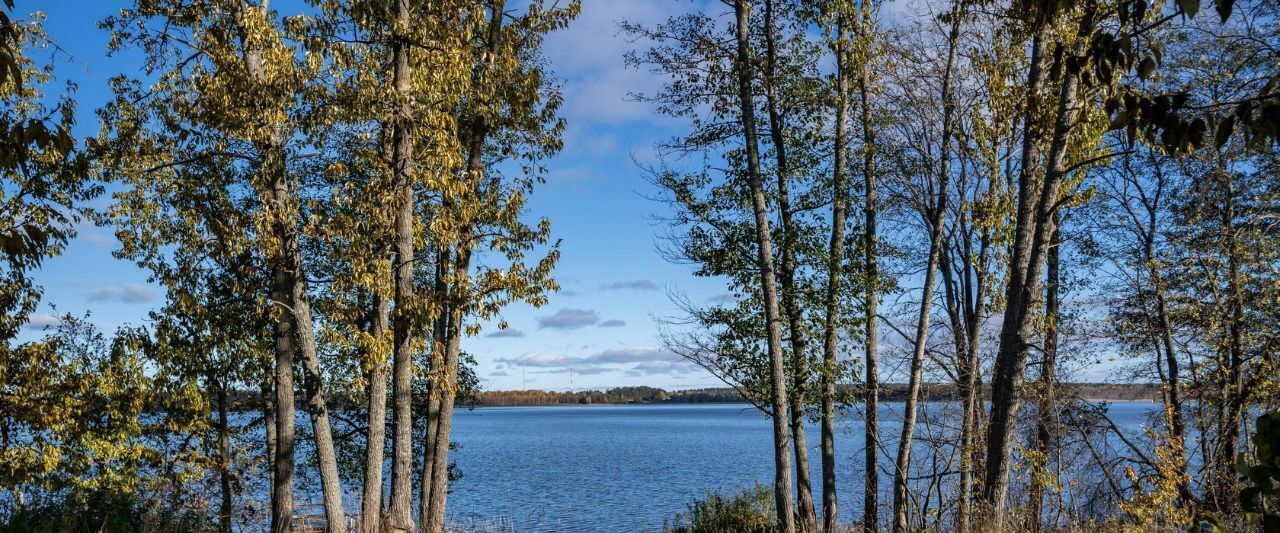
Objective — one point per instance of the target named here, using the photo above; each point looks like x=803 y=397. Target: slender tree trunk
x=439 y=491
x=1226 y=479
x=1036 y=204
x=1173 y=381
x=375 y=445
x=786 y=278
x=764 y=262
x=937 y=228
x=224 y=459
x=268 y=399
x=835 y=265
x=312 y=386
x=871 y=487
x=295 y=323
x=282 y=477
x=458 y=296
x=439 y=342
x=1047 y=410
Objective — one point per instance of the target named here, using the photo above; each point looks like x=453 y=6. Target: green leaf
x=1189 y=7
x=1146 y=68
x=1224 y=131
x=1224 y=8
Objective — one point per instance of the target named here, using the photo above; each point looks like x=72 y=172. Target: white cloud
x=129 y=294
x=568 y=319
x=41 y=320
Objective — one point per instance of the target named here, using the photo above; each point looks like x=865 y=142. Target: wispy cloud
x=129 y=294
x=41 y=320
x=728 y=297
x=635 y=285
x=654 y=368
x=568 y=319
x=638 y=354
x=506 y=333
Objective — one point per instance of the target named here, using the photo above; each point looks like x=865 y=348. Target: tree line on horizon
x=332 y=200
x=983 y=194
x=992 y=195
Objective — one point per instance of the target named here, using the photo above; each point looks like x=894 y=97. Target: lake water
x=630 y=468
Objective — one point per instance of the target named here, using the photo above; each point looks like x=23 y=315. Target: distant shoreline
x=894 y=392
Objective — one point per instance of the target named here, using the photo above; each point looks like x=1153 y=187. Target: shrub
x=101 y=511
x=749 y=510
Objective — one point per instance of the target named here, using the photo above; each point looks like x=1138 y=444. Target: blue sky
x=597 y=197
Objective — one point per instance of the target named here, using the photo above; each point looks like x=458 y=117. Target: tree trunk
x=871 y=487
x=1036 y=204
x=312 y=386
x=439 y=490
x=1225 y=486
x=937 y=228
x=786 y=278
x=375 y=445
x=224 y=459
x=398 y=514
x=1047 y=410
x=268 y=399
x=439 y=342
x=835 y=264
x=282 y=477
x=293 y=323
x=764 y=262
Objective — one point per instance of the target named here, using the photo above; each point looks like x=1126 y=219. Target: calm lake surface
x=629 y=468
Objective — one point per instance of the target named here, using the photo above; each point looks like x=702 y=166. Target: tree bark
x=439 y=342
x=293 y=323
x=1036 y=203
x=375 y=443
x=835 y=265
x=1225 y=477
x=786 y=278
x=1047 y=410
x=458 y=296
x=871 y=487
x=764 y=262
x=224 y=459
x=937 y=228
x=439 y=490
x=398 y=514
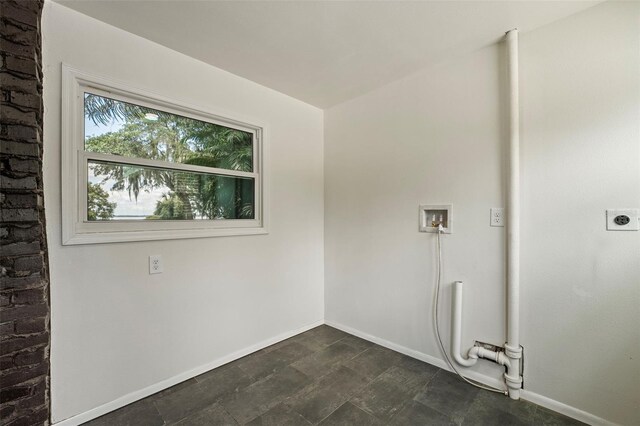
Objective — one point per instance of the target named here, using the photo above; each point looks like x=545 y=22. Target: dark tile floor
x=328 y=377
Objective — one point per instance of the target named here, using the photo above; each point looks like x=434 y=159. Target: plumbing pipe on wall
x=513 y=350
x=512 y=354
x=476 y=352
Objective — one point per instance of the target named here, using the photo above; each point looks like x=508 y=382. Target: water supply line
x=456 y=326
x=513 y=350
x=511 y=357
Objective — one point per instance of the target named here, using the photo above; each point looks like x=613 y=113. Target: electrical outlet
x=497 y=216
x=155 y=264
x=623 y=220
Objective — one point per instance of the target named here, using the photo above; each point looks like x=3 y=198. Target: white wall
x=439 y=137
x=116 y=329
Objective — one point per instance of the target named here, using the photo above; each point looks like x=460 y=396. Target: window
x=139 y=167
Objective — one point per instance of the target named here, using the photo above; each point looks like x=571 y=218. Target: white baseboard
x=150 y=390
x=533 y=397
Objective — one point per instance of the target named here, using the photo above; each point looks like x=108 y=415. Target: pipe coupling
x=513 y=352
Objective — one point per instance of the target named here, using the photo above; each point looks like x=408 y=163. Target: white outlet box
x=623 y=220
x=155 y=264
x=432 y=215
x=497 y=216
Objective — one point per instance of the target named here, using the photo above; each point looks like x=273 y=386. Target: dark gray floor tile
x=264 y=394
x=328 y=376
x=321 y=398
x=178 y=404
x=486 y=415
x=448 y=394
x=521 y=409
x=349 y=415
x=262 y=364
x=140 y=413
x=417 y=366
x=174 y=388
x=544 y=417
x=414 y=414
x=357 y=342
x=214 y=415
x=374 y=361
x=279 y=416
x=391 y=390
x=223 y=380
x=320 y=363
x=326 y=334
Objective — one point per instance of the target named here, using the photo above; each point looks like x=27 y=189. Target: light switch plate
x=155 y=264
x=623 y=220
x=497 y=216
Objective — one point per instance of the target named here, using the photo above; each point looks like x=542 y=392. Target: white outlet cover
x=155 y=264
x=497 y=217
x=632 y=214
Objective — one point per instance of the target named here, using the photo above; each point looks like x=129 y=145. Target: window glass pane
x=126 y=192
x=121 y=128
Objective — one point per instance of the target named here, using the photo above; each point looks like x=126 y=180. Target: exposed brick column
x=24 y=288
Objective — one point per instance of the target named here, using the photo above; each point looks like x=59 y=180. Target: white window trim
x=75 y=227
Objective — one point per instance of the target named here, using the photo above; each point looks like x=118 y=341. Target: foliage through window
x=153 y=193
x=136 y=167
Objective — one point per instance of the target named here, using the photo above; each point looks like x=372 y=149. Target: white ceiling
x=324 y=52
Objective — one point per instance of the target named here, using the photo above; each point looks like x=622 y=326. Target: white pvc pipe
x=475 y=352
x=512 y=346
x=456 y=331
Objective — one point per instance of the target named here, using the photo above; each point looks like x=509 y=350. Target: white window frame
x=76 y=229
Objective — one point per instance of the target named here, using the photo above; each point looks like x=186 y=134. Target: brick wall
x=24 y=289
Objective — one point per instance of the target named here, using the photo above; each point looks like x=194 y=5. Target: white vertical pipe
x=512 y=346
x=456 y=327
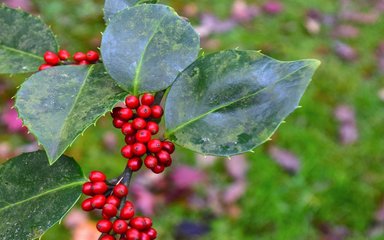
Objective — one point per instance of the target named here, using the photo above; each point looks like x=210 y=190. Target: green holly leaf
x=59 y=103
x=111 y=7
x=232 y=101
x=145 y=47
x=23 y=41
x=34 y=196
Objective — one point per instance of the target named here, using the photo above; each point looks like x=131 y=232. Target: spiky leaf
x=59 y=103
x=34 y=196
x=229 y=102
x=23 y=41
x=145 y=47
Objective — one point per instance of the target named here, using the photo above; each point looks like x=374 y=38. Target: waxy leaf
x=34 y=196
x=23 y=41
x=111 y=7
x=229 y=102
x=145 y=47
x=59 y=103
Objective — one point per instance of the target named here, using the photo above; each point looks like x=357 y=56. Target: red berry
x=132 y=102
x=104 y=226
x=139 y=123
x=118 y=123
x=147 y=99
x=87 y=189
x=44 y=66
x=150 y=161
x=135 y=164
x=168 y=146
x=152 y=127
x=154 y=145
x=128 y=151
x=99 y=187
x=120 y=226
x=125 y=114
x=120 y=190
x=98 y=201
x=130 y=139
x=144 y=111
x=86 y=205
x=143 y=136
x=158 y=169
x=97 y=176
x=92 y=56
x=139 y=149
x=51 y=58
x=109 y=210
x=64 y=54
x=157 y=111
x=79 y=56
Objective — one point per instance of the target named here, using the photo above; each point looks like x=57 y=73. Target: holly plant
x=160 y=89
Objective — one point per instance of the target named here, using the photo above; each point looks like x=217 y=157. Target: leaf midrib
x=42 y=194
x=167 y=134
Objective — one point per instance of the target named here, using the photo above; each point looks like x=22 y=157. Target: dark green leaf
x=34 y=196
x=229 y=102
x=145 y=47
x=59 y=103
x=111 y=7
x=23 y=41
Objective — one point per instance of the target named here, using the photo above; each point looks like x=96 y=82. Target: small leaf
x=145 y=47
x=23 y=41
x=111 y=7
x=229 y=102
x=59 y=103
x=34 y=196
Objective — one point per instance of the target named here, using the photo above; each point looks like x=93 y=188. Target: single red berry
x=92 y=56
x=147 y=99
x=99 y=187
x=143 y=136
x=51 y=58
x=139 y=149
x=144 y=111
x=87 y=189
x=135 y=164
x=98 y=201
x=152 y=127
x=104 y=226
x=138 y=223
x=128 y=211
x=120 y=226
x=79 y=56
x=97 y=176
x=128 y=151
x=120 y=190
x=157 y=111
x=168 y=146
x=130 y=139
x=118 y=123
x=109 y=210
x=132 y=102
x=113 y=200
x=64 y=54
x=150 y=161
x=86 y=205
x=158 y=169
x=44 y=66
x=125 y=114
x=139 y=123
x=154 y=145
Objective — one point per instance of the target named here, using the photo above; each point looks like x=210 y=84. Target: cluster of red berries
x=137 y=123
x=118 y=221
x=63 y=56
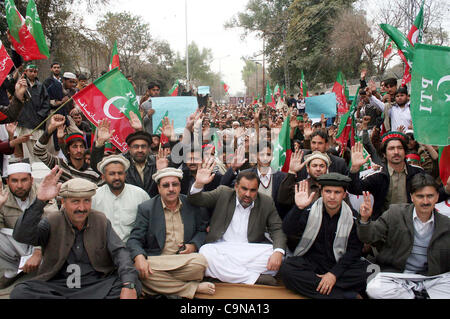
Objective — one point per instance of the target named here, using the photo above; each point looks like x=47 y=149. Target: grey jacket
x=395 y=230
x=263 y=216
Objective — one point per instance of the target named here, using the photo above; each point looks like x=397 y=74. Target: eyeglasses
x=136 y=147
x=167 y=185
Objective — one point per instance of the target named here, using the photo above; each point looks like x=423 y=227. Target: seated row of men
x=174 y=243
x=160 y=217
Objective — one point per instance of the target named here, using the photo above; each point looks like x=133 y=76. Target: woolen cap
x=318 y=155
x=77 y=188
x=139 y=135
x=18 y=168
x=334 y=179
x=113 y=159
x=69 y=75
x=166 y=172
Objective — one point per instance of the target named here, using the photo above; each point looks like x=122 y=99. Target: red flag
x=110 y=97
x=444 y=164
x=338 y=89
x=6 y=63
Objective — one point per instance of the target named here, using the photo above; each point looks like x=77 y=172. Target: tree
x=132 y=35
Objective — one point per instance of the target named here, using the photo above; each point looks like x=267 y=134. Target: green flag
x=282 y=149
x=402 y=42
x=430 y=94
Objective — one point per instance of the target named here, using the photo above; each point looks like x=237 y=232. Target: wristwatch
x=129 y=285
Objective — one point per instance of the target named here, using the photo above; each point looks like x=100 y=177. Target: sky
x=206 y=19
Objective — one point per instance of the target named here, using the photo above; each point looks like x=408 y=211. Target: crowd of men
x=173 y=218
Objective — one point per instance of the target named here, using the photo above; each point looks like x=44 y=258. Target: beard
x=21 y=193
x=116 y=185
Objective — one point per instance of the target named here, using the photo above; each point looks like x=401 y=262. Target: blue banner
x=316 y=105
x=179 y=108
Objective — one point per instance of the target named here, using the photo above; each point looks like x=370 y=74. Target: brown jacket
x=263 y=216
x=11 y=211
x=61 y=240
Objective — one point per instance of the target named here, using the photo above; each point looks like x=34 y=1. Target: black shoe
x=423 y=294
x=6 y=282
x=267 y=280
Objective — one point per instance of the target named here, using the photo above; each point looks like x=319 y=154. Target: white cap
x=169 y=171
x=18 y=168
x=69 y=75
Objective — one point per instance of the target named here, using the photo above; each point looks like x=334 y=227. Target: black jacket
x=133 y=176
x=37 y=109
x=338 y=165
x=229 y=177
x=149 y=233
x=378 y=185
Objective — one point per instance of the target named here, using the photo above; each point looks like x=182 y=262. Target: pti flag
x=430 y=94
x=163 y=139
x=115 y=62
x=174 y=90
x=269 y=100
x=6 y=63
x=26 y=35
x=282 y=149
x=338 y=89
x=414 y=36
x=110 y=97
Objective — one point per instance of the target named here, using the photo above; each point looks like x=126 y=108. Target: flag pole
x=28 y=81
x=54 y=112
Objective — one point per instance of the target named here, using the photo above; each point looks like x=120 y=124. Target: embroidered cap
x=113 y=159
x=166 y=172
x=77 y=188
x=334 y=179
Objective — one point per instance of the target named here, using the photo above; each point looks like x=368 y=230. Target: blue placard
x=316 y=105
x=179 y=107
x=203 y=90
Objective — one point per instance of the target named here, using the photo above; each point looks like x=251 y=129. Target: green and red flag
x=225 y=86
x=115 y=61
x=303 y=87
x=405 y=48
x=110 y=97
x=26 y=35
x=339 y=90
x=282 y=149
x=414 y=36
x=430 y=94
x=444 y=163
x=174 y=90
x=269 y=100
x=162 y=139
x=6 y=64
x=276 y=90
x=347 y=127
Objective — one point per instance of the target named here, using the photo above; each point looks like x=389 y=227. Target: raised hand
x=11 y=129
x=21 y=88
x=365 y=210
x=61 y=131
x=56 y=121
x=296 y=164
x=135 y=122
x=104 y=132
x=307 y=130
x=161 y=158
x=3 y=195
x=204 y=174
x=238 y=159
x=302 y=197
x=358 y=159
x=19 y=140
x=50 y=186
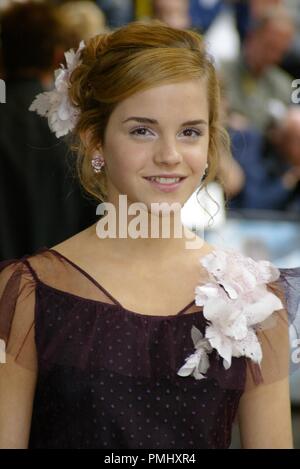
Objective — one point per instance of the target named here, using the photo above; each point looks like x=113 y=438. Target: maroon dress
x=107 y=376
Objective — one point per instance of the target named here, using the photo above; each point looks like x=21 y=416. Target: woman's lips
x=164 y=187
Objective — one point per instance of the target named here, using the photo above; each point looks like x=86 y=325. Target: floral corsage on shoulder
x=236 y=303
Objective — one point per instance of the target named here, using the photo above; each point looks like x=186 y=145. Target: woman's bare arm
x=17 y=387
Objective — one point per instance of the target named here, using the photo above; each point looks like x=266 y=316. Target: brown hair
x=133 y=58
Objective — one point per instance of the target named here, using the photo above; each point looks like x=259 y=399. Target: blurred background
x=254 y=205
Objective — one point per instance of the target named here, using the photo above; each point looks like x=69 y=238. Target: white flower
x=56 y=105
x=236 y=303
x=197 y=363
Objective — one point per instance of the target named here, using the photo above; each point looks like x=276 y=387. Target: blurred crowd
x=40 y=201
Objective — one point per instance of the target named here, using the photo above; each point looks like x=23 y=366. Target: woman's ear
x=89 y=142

————————

**INSTRUCTIONS TO FOLLOW**
Put the entries between the line containing "Target: leaf midrib" and the line containing "x=167 y=134", inclusive, into a JSON list of strings with one string per line and no blank lines.

**EXERCISE SOLUTION**
[
  "Objective — one point per instance of the target named here, using the photo above; each point looks like x=217 y=157. Target: leaf midrib",
  "x=42 y=194",
  "x=167 y=134"
]